## Your instructions:
Please convert every line of the records below into a Markdown table with two columns, Row and Line, putting a row number in the first and the line itself in the second, and skip any blank lines. Leave the pictures out of your answer.

## Entries from a pointing dataset:
==========
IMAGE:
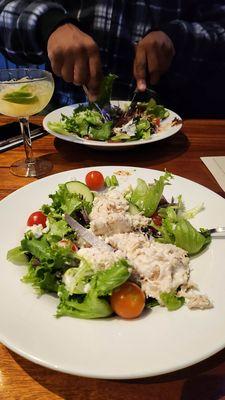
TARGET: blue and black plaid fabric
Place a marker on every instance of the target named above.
(196, 27)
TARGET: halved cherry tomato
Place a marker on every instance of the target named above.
(36, 218)
(68, 243)
(94, 180)
(157, 121)
(128, 300)
(157, 219)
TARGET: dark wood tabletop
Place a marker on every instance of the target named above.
(180, 154)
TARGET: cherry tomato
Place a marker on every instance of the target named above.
(157, 121)
(94, 180)
(36, 218)
(128, 300)
(157, 219)
(68, 243)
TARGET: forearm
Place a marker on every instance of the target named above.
(21, 38)
(197, 45)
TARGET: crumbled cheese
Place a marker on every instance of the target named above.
(110, 215)
(129, 128)
(38, 230)
(199, 301)
(99, 258)
(159, 267)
==========
## Exercise answer:
| Row | Line |
|---|---|
| 1 | IMAGE: |
| 2 | TARGET: blue and black plaid fabric |
| 3 | Place a marker on every instance of the target named above. |
| 4 | (196, 27) |
| 5 | TARGET: halved cherry tomato |
| 6 | Place a marker on every instance of the target named above. |
| 7 | (36, 218) |
| 8 | (68, 243) |
| 9 | (94, 180) |
| 10 | (157, 121) |
| 11 | (128, 300) |
| 12 | (157, 219) |
| 13 | TARGET: dark wood tabletop |
| 14 | Place a marker on every instance of the target named above. |
| 15 | (180, 154) |
| 16 | TARGET: cherry tomato |
| 17 | Place a marker on every instance of the target named above. |
| 18 | (157, 121) |
| 19 | (94, 180) |
| 20 | (36, 218) |
| 21 | (128, 300) |
| 22 | (157, 219) |
| 23 | (68, 243) |
| 24 | TARGET: forearm |
| 25 | Place a marker on every instance of the target named above. |
| 26 | (21, 38) |
| 27 | (197, 45) |
| 28 | TARGET: crumbled cheese |
| 29 | Place a marker on every instance of the target named above. |
| 30 | (110, 215) |
| 31 | (129, 128) |
| 32 | (38, 230) |
| 33 | (199, 301) |
| 34 | (99, 258) |
| 35 | (159, 267) |